- Selected text

↓

We’ve made it, folks. After all the upsets, late goals, and England’s biannual early major tournament exit, the 2016 European Championships Final is upon us. France will look to be the first hosts to win the tournament since 1984, while Portugal will try to exorcise some of their demons their 2004 final defeat at the hands of Greece. Can France win their third European Championships or will Ronaldo further his case in the GOAT discussion with his first major international trophy? With storylines and intrigue aplenty, let’s delve into what to expect in continental soccer’s biggest final.

How They Got Here:

Hosts France were favorites coming into the tournament in large part because of the balance of quality throughout the squad. This balance has proved vital, with the attacking triumvirate of Antoine Griezmann, Olivier Giroud, and Dimitri Payet returning 12 of the team’s 13 goals. The defense has allowed just 4 goals, even with young Samuel Umtiti slotting in at center back for the knockout stages.

Les Bleus struggled in the group stage, needing late goals to dispatch minnows Albania and Romania before their bore draw against Switzerland. They started slowly again versus Ireland in the Round of 16 but rebounded to qualify for the final eight. We finally saw the electric France team we were promised against Iceland, putting the game to bed after just 45 minutes. Forced to sit in against an equally dynamic German team, they were excellent on the break and got their reward with two goals from Griezmann to put them through to the final.

↑

- Dataset excerpt

↓

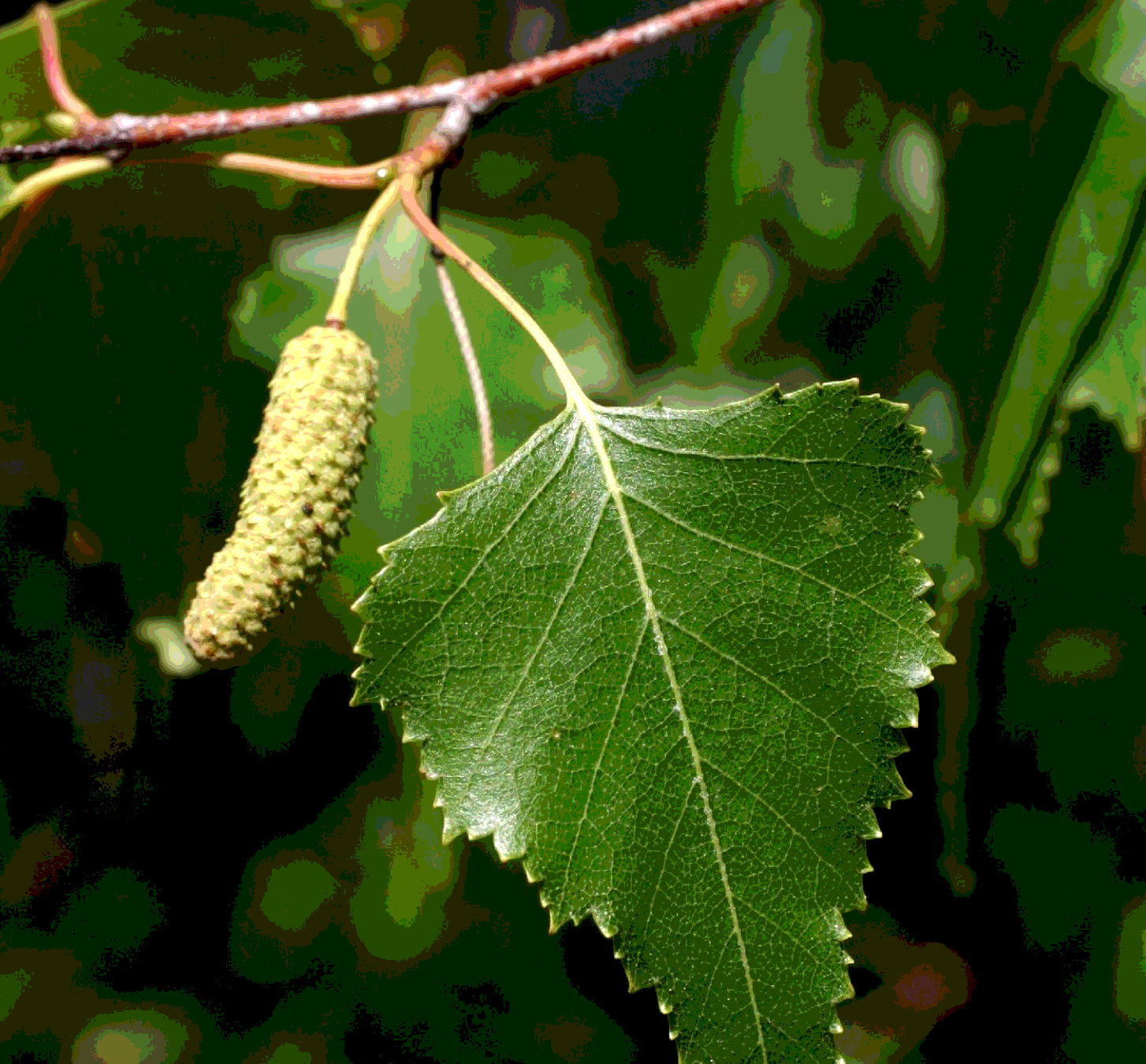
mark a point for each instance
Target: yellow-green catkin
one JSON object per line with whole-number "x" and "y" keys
{"x": 298, "y": 493}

↑

- Job
Reproduce the full Euro 2016 final preview from above word for word, changing nothing.

- Solution
We’ve made it, folks. After all the upsets, late goals, and England’s biannual early major tournament exit, the 2016 European Championships Final is upon us. France will look to be the first hosts to win the tournament since 1984, while Portugal will try to exorcise some of their demons their 2004 final defeat at the hands of Greece. Can France win their third European Championships or will Ronaldo further his case in the GOAT discussion with his first major international trophy? With storylines and intrigue aplenty, let’s delve into what to expect in continental soccer’s biggest final.

How They Got Here:

Hosts France were favorites coming into the tournament in large part because of the balance of quality throughout the squad. This balance has proved vital, with the attacking triumvirate of Antoine Griezmann, Olivier Giroud, and Dimitri Payet returning 12 of the team’s 13 goals. The defense has allowed just 4 goals, even with young Samuel Umtiti slotting in at center back for the knockout stages.

Les Bleus struggled in the group stage, needing late goals to dispatch minnows Albania and Romania before their bore draw against Switzerland. They started slowly again versus Ireland in the Round of 16 but rebounded to qualify for the final eight. We finally saw the electric France team we were promised against Iceland, putting the game to bed after just 45 minutes. Forced to sit in against an equally dynamic German team, they were excellent on the break and got their reward with two goals from Griezmann to put them through to the final.